Assignment :: Find where "the window =>" appears in the entries below. That line and all lines after it, through the last, are to be duplicated exactly, with nothing else.

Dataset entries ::
========================================

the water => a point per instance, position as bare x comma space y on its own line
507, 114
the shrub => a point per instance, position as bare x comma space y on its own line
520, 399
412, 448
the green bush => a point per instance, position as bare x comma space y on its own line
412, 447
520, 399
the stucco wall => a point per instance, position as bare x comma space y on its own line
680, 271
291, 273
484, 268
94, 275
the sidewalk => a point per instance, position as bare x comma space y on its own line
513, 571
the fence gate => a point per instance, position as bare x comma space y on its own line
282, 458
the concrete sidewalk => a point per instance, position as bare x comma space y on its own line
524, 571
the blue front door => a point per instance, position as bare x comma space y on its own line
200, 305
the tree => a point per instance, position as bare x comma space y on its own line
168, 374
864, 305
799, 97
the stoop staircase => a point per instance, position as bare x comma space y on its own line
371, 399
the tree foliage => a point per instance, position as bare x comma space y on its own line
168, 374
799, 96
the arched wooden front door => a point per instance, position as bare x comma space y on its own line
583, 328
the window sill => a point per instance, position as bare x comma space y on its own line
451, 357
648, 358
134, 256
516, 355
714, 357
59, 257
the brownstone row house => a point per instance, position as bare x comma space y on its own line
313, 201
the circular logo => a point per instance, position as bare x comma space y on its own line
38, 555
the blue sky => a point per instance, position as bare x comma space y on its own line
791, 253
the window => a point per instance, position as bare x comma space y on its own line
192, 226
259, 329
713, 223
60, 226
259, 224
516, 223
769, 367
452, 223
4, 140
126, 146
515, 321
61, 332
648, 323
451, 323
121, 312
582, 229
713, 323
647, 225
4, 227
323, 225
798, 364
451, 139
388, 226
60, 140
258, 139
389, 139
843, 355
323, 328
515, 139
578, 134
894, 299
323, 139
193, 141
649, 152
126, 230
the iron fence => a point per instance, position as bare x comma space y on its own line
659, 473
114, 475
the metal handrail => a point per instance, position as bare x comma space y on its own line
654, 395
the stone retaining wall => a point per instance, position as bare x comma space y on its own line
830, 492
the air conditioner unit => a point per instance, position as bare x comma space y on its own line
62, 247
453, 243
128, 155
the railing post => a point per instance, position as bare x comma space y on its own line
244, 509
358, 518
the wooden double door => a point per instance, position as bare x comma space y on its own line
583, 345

========================================

Written response ::
the window => a point per instance, position as bare x comma space y on its own line
192, 226
259, 329
713, 223
60, 226
259, 224
516, 223
769, 367
452, 223
4, 140
126, 146
515, 321
61, 332
648, 323
451, 323
121, 312
582, 229
713, 323
647, 225
4, 227
323, 225
798, 364
451, 139
388, 226
60, 140
258, 139
389, 139
843, 355
323, 328
515, 139
578, 134
894, 299
323, 139
193, 141
649, 152
126, 230
the iron fence => a point per instance, position as bare x comma space y on its own line
659, 473
114, 475
the metal handrail => a point per instance, position as bare x comma space y on its own line
654, 395
the stone retaining wall => a point per instance, position as bare x comma space y on its own line
830, 492
the air conditioner unit => a point per instance, position as bare x comma space y on its own line
62, 247
453, 243
128, 155
the railing post => a point per instance, position as bare x comma space y on its own line
244, 509
358, 518
the wooden double door => a point per instance, position as bare x comma space y on its own line
583, 345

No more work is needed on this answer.